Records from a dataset
=-=-=-=-=

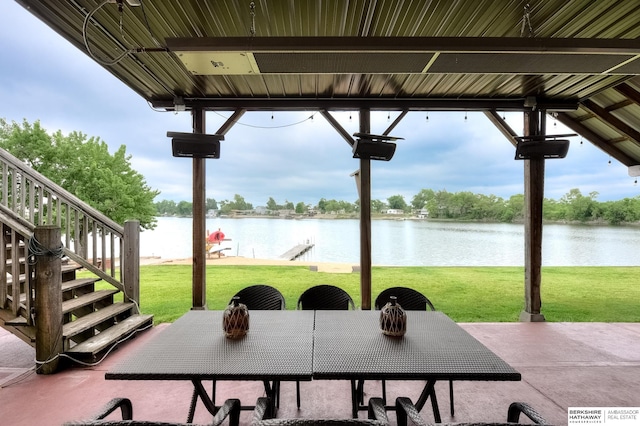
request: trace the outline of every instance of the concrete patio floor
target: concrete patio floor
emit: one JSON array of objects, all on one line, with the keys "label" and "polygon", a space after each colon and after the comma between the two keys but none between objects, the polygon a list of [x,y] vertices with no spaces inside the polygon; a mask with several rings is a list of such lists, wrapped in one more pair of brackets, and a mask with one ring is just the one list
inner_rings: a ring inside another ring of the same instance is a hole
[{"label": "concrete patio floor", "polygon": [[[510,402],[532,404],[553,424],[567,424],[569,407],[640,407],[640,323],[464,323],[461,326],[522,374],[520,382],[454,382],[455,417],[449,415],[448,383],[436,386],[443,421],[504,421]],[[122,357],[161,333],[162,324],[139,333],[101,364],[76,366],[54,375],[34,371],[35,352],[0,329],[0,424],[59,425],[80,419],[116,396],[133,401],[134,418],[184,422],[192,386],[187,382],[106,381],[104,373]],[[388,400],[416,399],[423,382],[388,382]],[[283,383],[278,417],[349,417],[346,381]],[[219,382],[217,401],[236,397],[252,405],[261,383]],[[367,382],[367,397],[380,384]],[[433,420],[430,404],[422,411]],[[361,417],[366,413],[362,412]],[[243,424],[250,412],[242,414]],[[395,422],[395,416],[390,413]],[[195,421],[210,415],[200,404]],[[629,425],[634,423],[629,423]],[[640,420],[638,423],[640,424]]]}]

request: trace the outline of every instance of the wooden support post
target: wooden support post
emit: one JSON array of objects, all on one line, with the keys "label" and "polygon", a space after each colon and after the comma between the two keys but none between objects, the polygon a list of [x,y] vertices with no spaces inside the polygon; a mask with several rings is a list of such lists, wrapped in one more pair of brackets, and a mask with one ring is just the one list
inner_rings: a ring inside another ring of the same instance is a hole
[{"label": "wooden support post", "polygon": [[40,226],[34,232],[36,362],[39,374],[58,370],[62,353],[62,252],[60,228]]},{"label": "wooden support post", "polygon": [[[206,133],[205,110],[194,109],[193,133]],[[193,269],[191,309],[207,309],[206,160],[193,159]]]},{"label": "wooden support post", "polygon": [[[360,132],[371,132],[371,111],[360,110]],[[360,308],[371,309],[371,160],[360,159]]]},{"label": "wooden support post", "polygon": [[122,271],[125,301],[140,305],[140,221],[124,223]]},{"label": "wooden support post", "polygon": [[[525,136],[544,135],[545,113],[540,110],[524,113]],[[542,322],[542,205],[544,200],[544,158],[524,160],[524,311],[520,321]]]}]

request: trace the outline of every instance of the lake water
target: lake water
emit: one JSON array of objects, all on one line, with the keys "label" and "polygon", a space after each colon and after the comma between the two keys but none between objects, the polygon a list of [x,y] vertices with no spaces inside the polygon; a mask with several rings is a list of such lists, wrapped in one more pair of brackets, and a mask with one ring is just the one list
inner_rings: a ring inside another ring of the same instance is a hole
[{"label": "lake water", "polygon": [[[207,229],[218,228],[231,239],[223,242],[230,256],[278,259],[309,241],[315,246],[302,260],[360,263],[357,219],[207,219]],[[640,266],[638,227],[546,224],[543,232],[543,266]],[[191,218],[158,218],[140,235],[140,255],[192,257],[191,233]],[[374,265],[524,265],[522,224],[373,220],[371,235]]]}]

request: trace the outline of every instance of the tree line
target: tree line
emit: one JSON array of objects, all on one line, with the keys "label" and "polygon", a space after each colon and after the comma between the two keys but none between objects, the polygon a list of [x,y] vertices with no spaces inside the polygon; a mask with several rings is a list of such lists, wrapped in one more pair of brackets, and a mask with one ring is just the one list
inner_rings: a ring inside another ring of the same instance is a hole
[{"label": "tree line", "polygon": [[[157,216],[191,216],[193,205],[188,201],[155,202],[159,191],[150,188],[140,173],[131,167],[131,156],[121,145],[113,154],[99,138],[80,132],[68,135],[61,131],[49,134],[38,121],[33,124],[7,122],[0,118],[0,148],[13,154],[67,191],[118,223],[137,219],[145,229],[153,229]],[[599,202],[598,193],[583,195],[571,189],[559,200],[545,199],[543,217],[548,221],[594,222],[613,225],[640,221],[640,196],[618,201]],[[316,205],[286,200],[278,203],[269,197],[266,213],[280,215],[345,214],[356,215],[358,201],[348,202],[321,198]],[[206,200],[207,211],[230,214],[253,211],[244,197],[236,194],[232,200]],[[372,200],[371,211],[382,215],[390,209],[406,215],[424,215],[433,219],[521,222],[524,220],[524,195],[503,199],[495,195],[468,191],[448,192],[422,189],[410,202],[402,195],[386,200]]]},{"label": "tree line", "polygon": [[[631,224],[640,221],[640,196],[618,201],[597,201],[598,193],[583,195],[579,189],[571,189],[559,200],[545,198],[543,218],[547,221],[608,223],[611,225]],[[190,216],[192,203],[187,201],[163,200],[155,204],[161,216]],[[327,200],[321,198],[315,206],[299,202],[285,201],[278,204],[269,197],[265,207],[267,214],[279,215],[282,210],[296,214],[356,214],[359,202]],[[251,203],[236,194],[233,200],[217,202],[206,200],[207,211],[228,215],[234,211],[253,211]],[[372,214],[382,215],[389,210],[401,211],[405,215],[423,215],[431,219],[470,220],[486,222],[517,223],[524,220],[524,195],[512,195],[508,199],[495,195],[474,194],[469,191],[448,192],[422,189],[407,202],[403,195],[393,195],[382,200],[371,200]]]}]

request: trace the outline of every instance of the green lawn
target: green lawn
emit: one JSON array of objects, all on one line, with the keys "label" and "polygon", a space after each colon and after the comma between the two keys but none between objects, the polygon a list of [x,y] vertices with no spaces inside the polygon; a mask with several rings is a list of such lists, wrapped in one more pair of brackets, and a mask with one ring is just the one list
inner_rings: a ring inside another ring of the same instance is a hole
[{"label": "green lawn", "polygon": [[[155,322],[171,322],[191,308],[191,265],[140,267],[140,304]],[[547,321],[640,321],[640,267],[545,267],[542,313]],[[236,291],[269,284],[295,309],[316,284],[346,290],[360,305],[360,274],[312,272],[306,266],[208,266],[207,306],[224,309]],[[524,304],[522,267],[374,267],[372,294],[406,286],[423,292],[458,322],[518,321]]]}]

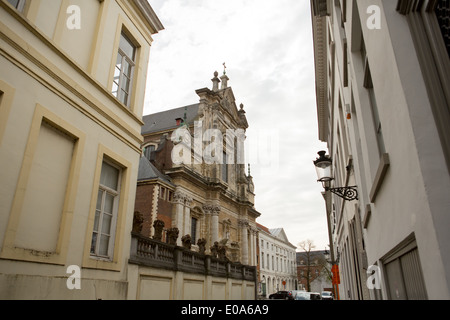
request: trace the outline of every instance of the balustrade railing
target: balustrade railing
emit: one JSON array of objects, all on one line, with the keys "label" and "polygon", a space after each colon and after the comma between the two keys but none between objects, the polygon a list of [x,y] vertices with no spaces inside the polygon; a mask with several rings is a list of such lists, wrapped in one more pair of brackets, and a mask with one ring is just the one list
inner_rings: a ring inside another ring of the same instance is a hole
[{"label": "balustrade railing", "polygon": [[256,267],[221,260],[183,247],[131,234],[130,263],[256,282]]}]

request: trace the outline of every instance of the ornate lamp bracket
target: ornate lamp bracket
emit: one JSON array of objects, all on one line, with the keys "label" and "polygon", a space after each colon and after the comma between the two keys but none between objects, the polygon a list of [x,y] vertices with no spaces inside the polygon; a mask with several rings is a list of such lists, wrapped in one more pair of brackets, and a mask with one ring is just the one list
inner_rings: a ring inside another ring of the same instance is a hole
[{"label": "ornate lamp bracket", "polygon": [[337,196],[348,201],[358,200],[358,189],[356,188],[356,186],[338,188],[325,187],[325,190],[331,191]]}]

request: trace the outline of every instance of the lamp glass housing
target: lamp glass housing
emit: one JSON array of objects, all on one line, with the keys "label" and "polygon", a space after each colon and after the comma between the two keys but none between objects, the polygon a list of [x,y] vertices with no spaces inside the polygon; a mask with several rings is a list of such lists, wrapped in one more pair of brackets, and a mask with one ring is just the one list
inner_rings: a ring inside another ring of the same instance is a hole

=-=-=-=-=

→ **EXERCISE DIRECTIONS**: Find the lines above that include the string "every" and copy them.

→ **RESPONSE BOX**:
request: trace the outline of every instance of the concrete patio floor
request: trace the outline of every instance of the wooden support post
request: trace the outline of every instance of the lake water
request: trace the outline of every instance of the tree line
request: trace the outline of every instance of the green lawn
request: trace the outline of every instance of the balustrade railing
request: trace the outline of every instance of the ornate lamp bracket
request: trace the outline of every instance of the lamp glass housing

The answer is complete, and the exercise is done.